→ **Source text**
■ ■ ■ ■ ■ ■ ■
Heading back towards Eaglesham, I pause again to take in the breathtaking views across the city and the northern hill ranges beyond now illuminated by the late evening sun. I struggle to frame my thoughts, pondering on Harry Bell who, in the late 1980s, completed his search for the prehistoric communication lines crossing the city. Gathering his research notes, written mostly on scraps of paper, he took a deep breath, picked up a pen and wrote:
A question nags at me. How did he know when he reached the end? Twenty-five years on, I may not have travelled a thousand miles in his footsteps, but on a rough count it must be getting close to that. Eight years ago, my journey started on paper, a printout of Glasgow’s Secret Geometry downloaded from the Glasgow Network of Aligned Sites.
I may have finished travelling, but I’ve yet to reach the end of my journey, not least to edit the hours of footage and thousands of photographs I’ve amassed into a piece of work that others can experience. To achieve this lofty aim, to reveal the magic in the most unpromising places, I need to find focus. I’ve spent a long time looking, but what did I really see? My mind is a jumble sale of random items: my creeping obsession with numerology, a practice of which I profess ignorance. The numbers 3, 7, 13 and 33 – have become particular favourites, the latter being what numerologists call a master number.
■ ■ ■ ■ ■ ■ ■
→ **Entries supplied**
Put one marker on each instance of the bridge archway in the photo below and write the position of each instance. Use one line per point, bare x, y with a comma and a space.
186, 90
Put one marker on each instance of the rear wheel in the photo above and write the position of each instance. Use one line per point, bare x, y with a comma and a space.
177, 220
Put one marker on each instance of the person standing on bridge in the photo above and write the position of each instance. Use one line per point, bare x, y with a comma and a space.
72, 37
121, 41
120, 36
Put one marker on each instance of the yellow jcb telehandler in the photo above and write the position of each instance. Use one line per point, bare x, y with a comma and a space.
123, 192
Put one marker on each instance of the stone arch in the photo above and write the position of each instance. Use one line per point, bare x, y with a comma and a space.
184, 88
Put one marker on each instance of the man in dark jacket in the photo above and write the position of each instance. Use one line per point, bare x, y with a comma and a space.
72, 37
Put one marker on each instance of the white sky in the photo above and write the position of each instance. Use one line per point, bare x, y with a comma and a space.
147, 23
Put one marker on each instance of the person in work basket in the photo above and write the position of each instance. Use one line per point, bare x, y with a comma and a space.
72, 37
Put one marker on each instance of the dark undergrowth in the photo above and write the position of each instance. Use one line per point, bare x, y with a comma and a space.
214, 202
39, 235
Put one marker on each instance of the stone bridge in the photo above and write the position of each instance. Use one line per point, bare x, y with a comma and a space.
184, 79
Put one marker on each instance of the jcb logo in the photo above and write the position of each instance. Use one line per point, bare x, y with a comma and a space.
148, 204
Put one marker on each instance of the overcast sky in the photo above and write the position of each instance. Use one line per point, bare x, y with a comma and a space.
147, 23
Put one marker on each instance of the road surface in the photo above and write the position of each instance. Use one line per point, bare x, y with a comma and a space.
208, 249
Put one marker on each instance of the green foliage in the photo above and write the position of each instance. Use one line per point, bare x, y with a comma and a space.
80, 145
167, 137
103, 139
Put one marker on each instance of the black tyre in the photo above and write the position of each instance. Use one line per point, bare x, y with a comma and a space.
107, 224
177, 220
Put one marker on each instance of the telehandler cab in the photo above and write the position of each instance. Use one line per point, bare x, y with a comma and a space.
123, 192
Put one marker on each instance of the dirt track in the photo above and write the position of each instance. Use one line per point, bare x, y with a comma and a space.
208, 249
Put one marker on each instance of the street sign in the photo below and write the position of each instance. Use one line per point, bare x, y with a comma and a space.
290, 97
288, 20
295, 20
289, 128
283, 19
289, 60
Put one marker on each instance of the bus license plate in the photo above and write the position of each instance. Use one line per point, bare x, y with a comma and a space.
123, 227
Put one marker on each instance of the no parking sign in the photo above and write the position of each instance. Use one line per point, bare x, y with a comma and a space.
■ ■ ■ ■ ■ ■ ■
→ **Exercise**
Carry on the account of retracing Harry Bell's Glasgow alignments from the point where it stops.

→ **Answer box**
I’ve also acquired an unhealthy interest in lunatic asylums, old cemeteries, disused buildings, anonymous new housing developments and roads, paved, unpaved and those under construction. And the weather, of course, in which respect Glasgow runs the gamut of meteorological experience. Also high on my list: murder and new architecture that in this city – or at least in my consciousness – cannot be separated.
Finally I think I understand what following Harry Bell’s journey has taught me. I’m convinced his journey was about faith. As a storyteller with bits on – a writer and filmmaker – I know the necessity of immersing oneself in murky depths of fiction. Harry Bell did not light out on some fool’s errand, constructing a theory to deceive others or delude himself. By testing his ideas of a network, he enriches our knowledge of the land we live in, offering parity with what old Alfred Watkins did for England with The Old Straight Track, when he donated the term leylines to the language. What Harry Bell achieved was nothing more than faith coupled with effort, a very human desire and an endeavour that in these Godless times is worth applauding.
Me, I’m still counting triangles.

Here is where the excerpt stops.